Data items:
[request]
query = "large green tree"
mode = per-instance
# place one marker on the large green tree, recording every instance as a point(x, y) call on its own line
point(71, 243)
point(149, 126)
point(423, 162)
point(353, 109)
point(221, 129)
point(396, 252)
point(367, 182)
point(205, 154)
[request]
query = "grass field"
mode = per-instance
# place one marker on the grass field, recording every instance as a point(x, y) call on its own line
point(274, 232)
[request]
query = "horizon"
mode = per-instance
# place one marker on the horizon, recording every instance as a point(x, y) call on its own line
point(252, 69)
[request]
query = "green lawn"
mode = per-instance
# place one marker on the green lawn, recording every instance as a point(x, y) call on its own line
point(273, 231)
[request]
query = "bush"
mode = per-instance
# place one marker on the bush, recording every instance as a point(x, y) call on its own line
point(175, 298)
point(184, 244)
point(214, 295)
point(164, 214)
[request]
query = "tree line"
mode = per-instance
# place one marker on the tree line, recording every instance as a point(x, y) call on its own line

## [Problem statement]
Retype every entry exactly.

## [Exercise result]
[request]
query = "large green tree"
mode = per-instance
# place one marker on the large green tree, recording every instance as a point(x, y) call on its own line
point(71, 243)
point(149, 126)
point(423, 162)
point(353, 109)
point(221, 129)
point(396, 252)
point(367, 182)
point(205, 154)
[request]
query = "grass field"
mode = per-instance
# place one marker on the grass field, recording every instance as a point(x, y) call on its own line
point(274, 232)
[request]
query = "horizon"
mode = per-instance
# place one marker on the horizon, recording every instance as a point(x, y) call on its own line
point(252, 69)
[request]
query = "green lawn"
mode = per-instance
# place one marker on the green lawn, recording every instance as a point(x, y) call on its own line
point(273, 231)
[request]
query = "bush"
mode = per-instance
# place one marker on the bush, recording every instance as a point(x, y) call on its own line
point(175, 298)
point(184, 244)
point(214, 295)
point(164, 214)
[request]
query = "tree line"
mode = per-instance
# place one marker on the tree line, recording every instance as a point(x, y) call on its own line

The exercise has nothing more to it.